WHAT THE TASK ASKS:
Copy the book review from "Reviewed by Chris" to "in a recession.", putting "spring" in place of "autumn".

EXCERPTED PASSAGE:
+---+

Author: Mark D Chapman
Published By: Darton, Longman and Todd (London)
Pages: 150
Price: £11.95
ISBN: 978 0 232 52744 5

Reviewed by Chris Skilton.

In the autumn of 2008 we have learned that half an hour is a long time in Britain’s economic and political life, which means that any book that aims to address an aspect of public life in Britain at the moment runs the risk of quickly being overtaken by events. Nevertheless Mark Chapman, Vice-Principal of Cuddesdon Theological College, has produced a book that asks some awkward questions of government and church. These will be pertinent whatever the turn of events, even if some of the key issues about local government funding take a different turn in a recession.

Chapman acknowledges that the first four chapters of his book arise from a  conference to mark Blair and New Labour’s ten years in government and the fifth  and sixth are a later piece of work seeking to engage with Rowan Williams now infamous ‘shariah law’ lecture at the Royal Courts of Justice in February 2008. While the subject matter is related, the join is discernible and the different origins of parts of the book need to be acknowledged.

+---+

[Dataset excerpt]
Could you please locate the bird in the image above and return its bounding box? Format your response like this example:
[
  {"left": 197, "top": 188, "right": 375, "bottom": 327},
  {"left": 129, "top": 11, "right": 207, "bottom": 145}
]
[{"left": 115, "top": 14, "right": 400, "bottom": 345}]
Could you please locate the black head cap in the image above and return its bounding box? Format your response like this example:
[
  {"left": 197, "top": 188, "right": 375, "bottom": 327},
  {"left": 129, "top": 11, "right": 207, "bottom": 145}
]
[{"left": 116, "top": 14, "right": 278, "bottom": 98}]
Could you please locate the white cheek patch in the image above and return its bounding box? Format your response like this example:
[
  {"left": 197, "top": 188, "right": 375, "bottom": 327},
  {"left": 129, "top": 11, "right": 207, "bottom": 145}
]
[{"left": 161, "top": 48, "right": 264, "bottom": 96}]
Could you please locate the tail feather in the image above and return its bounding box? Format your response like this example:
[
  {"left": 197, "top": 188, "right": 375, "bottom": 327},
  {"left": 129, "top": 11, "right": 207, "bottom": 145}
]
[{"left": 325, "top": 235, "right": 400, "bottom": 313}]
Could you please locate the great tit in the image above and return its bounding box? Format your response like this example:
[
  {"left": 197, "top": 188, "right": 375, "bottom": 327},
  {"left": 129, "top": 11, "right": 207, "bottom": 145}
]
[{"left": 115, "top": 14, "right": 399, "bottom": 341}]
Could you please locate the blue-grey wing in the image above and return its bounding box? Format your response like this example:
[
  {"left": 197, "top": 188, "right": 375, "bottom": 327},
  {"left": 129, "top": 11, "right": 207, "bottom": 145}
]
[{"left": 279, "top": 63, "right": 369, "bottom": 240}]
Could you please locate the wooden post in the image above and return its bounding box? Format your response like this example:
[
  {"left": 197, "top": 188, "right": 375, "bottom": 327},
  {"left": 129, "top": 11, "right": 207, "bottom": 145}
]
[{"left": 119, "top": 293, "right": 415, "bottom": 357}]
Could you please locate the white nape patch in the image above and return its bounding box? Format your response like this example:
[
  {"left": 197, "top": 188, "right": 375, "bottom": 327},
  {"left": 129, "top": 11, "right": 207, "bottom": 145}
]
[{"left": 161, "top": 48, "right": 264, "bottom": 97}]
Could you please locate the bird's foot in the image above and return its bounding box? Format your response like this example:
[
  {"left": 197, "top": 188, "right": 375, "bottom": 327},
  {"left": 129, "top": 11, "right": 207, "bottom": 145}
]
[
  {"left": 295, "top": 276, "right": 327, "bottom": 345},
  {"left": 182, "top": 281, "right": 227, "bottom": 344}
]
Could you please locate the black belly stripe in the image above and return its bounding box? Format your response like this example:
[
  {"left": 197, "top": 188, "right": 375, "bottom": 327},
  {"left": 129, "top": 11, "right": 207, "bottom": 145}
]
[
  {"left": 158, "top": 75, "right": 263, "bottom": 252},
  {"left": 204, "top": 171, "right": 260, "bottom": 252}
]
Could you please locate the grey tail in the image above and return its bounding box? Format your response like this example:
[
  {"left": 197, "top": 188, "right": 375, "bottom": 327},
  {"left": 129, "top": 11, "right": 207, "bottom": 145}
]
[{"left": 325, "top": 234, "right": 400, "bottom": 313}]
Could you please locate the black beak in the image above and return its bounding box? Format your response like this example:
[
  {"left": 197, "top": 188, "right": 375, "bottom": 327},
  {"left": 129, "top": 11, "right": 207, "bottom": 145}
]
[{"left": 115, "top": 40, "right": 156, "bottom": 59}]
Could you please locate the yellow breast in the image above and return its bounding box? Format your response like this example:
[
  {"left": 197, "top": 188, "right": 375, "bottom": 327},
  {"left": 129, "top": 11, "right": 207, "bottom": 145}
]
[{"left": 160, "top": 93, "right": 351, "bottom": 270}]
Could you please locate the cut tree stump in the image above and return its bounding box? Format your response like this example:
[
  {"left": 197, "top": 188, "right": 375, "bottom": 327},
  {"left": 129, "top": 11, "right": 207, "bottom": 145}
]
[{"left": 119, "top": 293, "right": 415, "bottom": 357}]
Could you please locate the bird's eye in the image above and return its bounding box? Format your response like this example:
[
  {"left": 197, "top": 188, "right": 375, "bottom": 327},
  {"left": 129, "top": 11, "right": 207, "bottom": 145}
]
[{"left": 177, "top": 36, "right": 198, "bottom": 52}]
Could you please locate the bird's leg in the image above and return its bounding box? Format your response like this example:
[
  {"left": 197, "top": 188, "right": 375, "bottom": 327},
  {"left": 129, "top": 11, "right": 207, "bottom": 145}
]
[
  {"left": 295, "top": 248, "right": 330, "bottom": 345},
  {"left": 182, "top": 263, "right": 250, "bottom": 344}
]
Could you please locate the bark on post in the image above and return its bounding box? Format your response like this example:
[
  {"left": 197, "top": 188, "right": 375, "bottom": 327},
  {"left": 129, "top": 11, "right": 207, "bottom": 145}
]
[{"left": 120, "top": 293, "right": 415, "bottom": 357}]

+---+

THE RESPONSE:
Reviewed by Chris Skilton.

In the spring of 2008 we have learned that half an hour is a long time in Britain’s economic and political life, which means that any book that aims to address an aspect of public life in Britain at the moment runs the risk of quickly being overtaken by events. Nevertheless Mark Chapman, Vice-Principal of Cuddesdon Theological College, has produced a book that asks some awkward questions of government and church. These will be pertinent whatever the turn of events, even if some of the key issues about local government funding take a different turn in a recession.